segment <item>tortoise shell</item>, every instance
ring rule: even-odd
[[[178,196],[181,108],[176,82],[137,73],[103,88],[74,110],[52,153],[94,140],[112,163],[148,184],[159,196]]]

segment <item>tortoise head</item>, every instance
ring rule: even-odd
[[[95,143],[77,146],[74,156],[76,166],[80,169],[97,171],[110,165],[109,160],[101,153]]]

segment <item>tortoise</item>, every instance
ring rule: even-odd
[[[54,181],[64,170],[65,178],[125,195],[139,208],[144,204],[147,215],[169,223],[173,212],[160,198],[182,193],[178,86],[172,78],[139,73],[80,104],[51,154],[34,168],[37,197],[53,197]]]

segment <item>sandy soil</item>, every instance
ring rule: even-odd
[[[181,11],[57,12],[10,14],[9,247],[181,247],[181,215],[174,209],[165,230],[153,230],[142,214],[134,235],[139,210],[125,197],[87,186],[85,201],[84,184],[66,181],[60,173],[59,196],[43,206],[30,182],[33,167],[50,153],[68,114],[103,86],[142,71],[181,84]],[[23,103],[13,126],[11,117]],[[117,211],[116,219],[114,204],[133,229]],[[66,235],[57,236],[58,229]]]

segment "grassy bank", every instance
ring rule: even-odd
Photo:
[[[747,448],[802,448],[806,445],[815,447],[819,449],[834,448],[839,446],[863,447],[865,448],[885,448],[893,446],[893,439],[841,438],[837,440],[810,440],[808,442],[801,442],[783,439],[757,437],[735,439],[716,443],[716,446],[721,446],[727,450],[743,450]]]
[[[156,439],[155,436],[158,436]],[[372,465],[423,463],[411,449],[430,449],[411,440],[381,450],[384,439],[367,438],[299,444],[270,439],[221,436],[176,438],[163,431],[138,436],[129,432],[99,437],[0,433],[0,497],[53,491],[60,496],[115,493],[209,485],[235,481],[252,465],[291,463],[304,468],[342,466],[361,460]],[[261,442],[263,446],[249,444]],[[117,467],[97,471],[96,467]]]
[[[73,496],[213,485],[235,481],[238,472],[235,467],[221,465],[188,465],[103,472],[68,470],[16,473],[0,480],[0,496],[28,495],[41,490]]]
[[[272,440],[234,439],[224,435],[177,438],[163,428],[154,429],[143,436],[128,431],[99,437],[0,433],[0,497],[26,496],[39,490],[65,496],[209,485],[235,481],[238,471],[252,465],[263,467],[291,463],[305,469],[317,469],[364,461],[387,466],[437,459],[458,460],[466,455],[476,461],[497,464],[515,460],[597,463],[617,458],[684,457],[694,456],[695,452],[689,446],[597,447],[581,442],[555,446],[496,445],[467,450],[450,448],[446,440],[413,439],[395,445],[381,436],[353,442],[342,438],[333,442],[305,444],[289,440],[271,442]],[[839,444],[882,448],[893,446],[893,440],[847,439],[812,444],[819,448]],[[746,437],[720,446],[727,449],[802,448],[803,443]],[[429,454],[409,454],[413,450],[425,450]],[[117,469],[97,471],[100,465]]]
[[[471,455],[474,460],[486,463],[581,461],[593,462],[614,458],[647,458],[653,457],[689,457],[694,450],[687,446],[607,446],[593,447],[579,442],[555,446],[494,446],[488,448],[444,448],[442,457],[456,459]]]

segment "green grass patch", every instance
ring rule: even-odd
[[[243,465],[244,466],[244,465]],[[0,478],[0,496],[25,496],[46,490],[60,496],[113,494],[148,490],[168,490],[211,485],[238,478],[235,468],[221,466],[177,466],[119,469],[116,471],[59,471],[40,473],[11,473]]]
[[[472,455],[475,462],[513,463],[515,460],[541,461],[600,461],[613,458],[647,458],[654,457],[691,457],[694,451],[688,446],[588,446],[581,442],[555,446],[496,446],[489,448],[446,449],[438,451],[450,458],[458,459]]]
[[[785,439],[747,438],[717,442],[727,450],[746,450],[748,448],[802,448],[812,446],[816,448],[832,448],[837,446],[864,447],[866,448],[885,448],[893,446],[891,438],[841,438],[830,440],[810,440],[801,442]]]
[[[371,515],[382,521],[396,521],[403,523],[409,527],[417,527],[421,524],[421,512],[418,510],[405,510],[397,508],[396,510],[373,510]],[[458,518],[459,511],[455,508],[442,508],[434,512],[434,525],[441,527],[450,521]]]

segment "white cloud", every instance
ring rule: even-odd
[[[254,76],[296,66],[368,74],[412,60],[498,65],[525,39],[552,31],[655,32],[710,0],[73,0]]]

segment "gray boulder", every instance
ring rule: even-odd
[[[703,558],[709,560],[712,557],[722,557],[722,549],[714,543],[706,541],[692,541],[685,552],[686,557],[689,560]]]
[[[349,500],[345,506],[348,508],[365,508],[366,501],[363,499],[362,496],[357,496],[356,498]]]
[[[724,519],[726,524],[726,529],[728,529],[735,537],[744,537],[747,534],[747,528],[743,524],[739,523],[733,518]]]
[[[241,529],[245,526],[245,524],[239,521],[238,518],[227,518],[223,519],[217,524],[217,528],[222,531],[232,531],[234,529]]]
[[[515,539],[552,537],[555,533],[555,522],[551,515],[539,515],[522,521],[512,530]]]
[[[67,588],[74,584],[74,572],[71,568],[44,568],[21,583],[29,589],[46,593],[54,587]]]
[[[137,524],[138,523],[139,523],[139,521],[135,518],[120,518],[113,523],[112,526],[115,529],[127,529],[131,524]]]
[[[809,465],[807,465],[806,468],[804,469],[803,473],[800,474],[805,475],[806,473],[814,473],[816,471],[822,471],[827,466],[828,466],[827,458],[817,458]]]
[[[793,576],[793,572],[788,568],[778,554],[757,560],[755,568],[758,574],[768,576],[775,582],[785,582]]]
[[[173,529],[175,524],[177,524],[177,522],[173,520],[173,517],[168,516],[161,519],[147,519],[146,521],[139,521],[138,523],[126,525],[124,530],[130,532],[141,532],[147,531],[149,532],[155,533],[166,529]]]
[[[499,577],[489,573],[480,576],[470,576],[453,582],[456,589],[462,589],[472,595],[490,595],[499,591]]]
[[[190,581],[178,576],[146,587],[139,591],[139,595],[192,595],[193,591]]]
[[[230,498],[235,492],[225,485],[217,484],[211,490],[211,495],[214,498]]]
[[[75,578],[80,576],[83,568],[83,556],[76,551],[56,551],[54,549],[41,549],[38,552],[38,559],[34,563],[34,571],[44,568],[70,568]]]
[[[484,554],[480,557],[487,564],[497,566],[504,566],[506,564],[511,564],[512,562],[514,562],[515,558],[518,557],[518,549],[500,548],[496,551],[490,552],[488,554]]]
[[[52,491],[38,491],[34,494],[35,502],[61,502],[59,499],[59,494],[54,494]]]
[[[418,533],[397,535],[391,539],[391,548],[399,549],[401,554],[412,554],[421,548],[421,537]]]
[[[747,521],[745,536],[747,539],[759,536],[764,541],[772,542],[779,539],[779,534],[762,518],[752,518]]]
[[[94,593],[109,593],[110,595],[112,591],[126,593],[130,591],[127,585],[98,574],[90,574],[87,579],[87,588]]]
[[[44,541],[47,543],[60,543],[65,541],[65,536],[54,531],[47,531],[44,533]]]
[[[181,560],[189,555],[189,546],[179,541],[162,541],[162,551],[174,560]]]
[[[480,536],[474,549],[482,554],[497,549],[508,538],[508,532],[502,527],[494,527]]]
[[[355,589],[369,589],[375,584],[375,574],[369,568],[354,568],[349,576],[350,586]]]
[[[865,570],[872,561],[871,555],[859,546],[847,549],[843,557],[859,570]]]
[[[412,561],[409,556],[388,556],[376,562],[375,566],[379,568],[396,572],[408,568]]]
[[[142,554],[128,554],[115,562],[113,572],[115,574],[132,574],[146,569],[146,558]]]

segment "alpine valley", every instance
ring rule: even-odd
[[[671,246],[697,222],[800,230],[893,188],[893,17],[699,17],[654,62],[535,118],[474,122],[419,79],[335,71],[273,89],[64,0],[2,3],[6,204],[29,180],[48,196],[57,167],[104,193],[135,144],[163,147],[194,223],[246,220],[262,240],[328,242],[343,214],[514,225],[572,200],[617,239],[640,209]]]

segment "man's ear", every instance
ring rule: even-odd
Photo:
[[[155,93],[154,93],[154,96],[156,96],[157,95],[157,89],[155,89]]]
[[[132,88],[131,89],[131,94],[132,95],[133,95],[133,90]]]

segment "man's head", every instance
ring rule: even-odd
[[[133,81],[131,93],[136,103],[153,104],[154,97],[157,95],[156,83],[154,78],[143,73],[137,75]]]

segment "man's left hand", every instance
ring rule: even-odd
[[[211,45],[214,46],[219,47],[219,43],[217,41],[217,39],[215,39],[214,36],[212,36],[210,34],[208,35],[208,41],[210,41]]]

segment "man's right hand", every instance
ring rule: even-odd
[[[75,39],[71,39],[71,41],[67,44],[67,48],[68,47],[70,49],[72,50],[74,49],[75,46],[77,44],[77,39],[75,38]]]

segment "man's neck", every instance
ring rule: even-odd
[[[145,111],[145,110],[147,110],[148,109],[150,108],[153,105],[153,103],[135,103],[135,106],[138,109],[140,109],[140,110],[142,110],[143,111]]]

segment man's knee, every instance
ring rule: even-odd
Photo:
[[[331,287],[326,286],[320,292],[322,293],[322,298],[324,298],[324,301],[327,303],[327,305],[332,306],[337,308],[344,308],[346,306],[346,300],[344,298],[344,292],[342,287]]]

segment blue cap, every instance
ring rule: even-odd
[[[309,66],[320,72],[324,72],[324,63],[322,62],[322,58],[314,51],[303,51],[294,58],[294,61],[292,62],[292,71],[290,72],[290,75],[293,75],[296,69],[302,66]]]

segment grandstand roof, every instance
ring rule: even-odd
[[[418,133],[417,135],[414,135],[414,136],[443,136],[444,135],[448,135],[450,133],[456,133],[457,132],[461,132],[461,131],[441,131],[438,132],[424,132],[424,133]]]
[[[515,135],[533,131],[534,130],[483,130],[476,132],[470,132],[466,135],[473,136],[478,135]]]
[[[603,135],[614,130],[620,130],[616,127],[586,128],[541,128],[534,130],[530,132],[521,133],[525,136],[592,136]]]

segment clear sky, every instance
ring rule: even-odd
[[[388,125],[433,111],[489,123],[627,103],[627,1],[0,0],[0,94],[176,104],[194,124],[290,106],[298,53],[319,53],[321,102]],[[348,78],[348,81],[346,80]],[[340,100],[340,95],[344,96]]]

Exercise aim:
Reproduce without change every line of the entries from the line containing "segment clear sky, every instance" through the last line of the entries, both included.

Solution below:
segment clear sky, every instance
ring rule: even-odd
[[[388,125],[433,111],[489,123],[627,103],[627,1],[0,0],[0,94],[176,104],[194,124],[290,106],[298,53],[319,53],[321,102]],[[348,78],[348,81],[346,80]],[[340,100],[340,95],[344,96]]]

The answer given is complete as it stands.